**EXERCISE AIM**
Repeat the lines from the start through the line holding "top-left (1112, 475), bottom-right (1328, 612)", inclusive, swapping "cockle shell" for "scallop shell" and leaving everything else as it is.

**EXERCISE INPUT**
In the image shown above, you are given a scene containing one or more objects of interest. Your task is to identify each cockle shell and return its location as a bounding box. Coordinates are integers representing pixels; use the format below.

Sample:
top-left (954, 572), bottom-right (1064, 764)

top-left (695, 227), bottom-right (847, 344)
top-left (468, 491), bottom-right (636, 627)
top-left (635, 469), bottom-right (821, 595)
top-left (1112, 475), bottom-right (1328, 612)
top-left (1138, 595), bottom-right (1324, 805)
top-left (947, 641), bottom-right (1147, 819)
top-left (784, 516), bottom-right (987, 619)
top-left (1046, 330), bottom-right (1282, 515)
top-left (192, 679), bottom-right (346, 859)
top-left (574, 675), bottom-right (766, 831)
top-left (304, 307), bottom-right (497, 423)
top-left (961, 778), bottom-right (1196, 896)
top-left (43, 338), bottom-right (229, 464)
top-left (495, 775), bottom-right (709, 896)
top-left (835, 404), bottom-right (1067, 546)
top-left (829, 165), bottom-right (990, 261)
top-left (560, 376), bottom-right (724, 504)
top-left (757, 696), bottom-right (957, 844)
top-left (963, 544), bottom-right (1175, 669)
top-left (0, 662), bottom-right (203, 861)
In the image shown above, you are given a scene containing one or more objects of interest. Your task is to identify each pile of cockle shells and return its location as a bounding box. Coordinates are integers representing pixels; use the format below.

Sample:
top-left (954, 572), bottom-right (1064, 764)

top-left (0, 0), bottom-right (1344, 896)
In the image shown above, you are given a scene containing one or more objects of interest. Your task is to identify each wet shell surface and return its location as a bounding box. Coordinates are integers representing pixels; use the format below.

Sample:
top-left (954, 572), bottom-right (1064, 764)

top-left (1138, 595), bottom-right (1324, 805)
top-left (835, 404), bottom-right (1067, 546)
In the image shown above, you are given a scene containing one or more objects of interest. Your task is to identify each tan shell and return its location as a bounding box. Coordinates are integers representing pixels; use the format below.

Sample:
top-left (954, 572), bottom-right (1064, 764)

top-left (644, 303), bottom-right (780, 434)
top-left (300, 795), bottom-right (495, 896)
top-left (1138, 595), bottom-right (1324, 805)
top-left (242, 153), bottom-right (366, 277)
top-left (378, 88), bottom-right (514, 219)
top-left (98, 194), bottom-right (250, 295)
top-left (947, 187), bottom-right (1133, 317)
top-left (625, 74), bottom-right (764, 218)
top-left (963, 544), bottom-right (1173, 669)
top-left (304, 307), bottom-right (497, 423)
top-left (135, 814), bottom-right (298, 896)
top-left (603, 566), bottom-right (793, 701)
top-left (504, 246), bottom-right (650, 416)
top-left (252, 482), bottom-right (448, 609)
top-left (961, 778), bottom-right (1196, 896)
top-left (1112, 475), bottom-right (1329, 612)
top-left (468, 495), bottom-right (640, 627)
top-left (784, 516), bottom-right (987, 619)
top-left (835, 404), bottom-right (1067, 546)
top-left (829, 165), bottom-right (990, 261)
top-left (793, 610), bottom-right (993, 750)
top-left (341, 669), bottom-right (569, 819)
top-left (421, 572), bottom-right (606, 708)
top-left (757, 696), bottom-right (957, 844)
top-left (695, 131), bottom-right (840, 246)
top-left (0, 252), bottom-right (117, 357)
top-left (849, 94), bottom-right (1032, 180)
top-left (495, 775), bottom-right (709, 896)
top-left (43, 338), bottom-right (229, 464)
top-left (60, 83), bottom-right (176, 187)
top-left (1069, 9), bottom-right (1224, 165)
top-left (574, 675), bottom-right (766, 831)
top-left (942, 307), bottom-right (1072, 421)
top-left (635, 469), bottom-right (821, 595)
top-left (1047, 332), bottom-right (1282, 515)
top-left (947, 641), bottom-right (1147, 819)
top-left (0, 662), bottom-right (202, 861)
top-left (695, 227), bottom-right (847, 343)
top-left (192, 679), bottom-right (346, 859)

**FINAL RESULT**
In the image shown above, you are given a scene containing one or more objects of interest. Your task is to identify each scallop shell and return its location as a bounding box. Coordinates are integers representing pixels; use the format below.

Sample:
top-left (954, 572), bottom-right (1064, 764)

top-left (695, 227), bottom-right (847, 344)
top-left (468, 491), bottom-right (636, 627)
top-left (635, 469), bottom-right (821, 595)
top-left (1112, 475), bottom-right (1328, 612)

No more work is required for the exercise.